Items from a dataset:
====================

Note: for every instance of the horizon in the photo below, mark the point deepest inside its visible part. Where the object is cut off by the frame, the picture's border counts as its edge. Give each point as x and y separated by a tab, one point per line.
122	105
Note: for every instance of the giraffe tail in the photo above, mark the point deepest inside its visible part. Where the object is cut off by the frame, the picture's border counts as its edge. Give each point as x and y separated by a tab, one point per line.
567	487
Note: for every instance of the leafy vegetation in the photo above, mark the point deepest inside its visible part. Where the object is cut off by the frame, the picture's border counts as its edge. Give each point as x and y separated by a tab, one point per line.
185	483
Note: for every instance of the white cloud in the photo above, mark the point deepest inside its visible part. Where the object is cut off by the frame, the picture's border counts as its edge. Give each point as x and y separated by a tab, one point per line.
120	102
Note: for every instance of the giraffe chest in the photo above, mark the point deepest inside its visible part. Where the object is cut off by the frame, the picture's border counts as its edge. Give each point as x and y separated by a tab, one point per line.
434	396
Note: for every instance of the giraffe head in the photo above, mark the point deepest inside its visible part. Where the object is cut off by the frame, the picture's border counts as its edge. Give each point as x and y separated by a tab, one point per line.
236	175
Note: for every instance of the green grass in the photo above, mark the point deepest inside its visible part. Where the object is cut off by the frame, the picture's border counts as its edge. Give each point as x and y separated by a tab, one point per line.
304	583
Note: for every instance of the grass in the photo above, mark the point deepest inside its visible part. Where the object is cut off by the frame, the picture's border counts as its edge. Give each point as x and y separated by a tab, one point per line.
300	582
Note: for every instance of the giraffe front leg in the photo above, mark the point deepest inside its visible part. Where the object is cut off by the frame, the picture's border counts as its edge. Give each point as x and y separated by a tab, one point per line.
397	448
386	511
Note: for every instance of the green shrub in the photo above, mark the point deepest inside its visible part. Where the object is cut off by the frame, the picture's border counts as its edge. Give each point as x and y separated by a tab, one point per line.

====================

Exercise brief:
Express the lines of the records as a Markdown table with the columns n and Line, starting at the line that contains "Note: for every instance of the grass" and ending at the last line of the records, both included. Put a row number in n and the line in Line, and leave out any blank lines.

Result:
| n | Line |
|---|---|
| 1 | Note: for every instance of the grass in the photo above, mark the point deepest inside its visible part. Where the object is cut off by the frame, the picture's border counts as its edge. Give each point as x and y separated by a tab, one point per line. |
| 2 | 300	582 |
| 3 | Note: for every instance of the giraffe front leg in the photo above, mark the point deepest inside its visible part. Where the object is cut off by the frame, the picture's border counts as its edge. Give each point as x and y separated by a tab, one point per line. |
| 4 | 397	448 |
| 5 | 386	511 |
| 6 | Note: for every instance of the green shrub in the photo above, mark the point deepest inside its visible part. Where the object is cut off by the frame, the picture's border counts as its edge. Give each point as x and y separated by a tab, one point per line. |